• [Activity]
Apart from the pictures, print the data below exactly as given.

═══ Provided data ═══

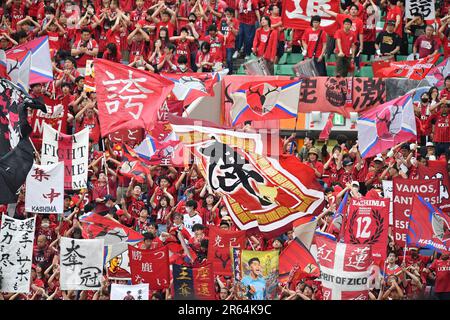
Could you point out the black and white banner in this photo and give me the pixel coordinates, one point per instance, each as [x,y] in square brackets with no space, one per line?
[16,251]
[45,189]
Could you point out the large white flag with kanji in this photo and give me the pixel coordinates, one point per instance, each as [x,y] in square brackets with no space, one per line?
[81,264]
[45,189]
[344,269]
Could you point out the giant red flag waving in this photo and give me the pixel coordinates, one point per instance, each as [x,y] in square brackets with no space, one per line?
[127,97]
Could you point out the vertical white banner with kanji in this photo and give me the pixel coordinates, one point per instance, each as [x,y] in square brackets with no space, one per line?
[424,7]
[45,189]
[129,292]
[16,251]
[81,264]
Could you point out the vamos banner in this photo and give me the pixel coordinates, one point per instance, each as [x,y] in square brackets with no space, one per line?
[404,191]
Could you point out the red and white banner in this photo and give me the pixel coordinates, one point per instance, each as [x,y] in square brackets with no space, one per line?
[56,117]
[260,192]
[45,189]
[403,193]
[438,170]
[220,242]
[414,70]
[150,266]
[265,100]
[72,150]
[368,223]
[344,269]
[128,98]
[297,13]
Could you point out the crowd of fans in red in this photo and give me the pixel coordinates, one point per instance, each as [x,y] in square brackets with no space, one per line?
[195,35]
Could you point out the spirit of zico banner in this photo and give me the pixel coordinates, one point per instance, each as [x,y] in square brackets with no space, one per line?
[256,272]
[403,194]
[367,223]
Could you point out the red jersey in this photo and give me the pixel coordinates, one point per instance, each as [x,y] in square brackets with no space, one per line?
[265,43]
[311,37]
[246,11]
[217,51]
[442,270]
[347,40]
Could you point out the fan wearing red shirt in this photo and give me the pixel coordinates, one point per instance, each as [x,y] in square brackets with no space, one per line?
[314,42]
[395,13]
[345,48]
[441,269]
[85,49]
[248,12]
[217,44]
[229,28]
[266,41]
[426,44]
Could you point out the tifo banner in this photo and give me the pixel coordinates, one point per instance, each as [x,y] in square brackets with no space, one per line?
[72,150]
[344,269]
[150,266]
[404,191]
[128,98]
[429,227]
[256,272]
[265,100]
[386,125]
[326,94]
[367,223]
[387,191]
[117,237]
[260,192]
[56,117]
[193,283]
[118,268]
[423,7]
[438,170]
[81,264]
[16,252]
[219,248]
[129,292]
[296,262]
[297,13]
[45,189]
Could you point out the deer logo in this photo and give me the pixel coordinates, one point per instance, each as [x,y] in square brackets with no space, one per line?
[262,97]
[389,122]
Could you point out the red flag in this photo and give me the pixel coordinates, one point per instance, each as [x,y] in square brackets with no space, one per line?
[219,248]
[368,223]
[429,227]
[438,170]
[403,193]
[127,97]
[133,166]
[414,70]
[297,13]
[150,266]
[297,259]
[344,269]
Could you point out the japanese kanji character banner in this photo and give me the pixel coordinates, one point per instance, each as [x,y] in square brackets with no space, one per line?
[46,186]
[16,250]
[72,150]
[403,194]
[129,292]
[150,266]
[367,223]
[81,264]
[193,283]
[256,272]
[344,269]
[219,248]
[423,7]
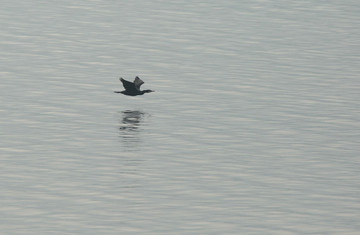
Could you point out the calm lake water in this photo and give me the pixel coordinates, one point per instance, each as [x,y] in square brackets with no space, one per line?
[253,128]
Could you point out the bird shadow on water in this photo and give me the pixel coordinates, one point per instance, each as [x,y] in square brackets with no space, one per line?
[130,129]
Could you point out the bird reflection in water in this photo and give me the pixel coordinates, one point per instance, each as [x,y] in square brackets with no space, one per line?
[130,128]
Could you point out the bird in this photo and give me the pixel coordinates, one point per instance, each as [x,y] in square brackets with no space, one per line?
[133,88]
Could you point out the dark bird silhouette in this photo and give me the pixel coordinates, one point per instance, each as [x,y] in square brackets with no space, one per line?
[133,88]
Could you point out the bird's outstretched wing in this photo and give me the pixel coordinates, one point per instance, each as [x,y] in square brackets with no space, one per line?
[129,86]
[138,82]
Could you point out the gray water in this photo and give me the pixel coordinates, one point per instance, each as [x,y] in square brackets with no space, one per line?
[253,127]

═══

• [Your response]
Could you point out the black and white banner in this photo and give me the pixel coordinates, one point per instance, each as [x,y] in square brackets with no space, one per line?
[16,251]
[45,189]
Could you point out the large white flag with kanji in this photo and give me the pixel coordinates, one point per instance, each as [x,y] in square brackets with no space, one per line?
[81,264]
[45,189]
[344,269]
Could you point out the giant red flag waving in this photo and give me the pixel coordinates, one point per instance, each as [x,y] in square brackets with no space, one per line?
[127,97]
Could you point out the vertical white banner with kanji in this photo and give me the pixel coordinates, one point per instance, each as [x,y] in square brackets with no space, one per line?
[424,7]
[45,189]
[129,292]
[16,251]
[81,264]
Could you point out the vamos banner in this photo and give me the pixel coordinates, one point per instance, each as [x,y] in square brackets with no space, one per line?
[404,191]
Could you point out the red and white banner in this photo and give me the pixel coordinates, one point per instance, each as [x,y] in square brackets with no space, one per line?
[56,117]
[260,192]
[45,189]
[403,193]
[438,170]
[220,242]
[414,70]
[150,266]
[265,100]
[72,150]
[368,223]
[344,269]
[128,98]
[297,13]
Could you point out the crowd of fans in red in this photo and give me the pixel coordinates, one point per instance, each as [x,y] in square brackets with no space, one per line?
[195,35]
Could you point out the spirit of zico banner in this photo and give me the pixel coordinates, one point per instance, each as [x,y] in square brackets with no space, one per line?
[256,272]
[403,194]
[367,223]
Could you point out the red jersey in this photo and give me the pixel coordinates, one point per instance, each as [x,y] in square brackets with no space, one per line?
[265,43]
[311,37]
[246,11]
[217,51]
[442,270]
[347,40]
Could you point out the fan wearing red shirt in this photo and give me the pixel coordinates, one point per instance, each as [x,y] in square brackets with no space, one per line?
[314,42]
[395,13]
[345,48]
[441,269]
[85,49]
[248,12]
[217,44]
[229,28]
[266,41]
[426,44]
Could you point out the tifo banner in this photo and give me the pixel coordinates, one point per instance, each as [x,y] in square brackets with no space, one per line?
[72,150]
[344,269]
[150,266]
[404,191]
[128,98]
[429,227]
[256,272]
[265,100]
[386,125]
[326,94]
[367,223]
[387,191]
[117,237]
[260,192]
[56,117]
[193,283]
[118,268]
[423,7]
[438,170]
[81,264]
[16,252]
[219,248]
[129,292]
[296,262]
[297,13]
[45,189]
Could you point out the deer logo in this photo and give me the pixel coordinates, one point per instance, each as [x,y] in square brackets with no space, one per line?
[262,97]
[389,122]
Could you point out the red flag in this photo and give me the pixel coordinates, one point per instance, each as [x,y] in square brackets with no space, one per line?
[219,248]
[368,223]
[429,227]
[438,170]
[403,193]
[127,97]
[133,166]
[414,70]
[297,13]
[150,266]
[297,259]
[344,269]
Could you point out the japanese kanji character banner in this photo and give me the pixel coordinates, one point per instance, each as [x,y] in square brackets with no space, one per line?
[46,186]
[16,250]
[72,150]
[403,194]
[129,292]
[150,266]
[367,223]
[81,264]
[193,283]
[256,272]
[344,269]
[219,248]
[423,7]
Could you point out the calm lake water in this photo and give me the pixel coordinates, one point per instance, each as [x,y] in square brackets with no space, one per line?
[253,128]
Could you point out the bird shadow on water in this photo and give me the pixel coordinates, one point per instance, each as [x,y] in square brackets with no space, one per line?
[130,129]
Could you point out the bird reflection in water in this photo and give me the pixel coordinates, one point per instance, each as [x,y] in square brackets with no space, one per line?
[130,128]
Could you point out the bird in this photo and give me the pixel coordinates, one point per instance, each as [x,y] in square brackets with no space, one per line?
[133,88]
Could you point out the dark bird silhouette in this photo and give me the pixel coordinates, one point per instance, each as [x,y] in square brackets with no space, one per line?
[133,88]
Could you point out the bird's outstretched wing in this photo and give me the pixel coordinates, one point per instance, each as [x,y] in square brackets with no space, one per line?
[129,86]
[138,82]
Could you point out the gray water in this photo and give me the pixel coordinates, one point per instance, each as [x,y] in square brackets with no space, one per line?
[253,127]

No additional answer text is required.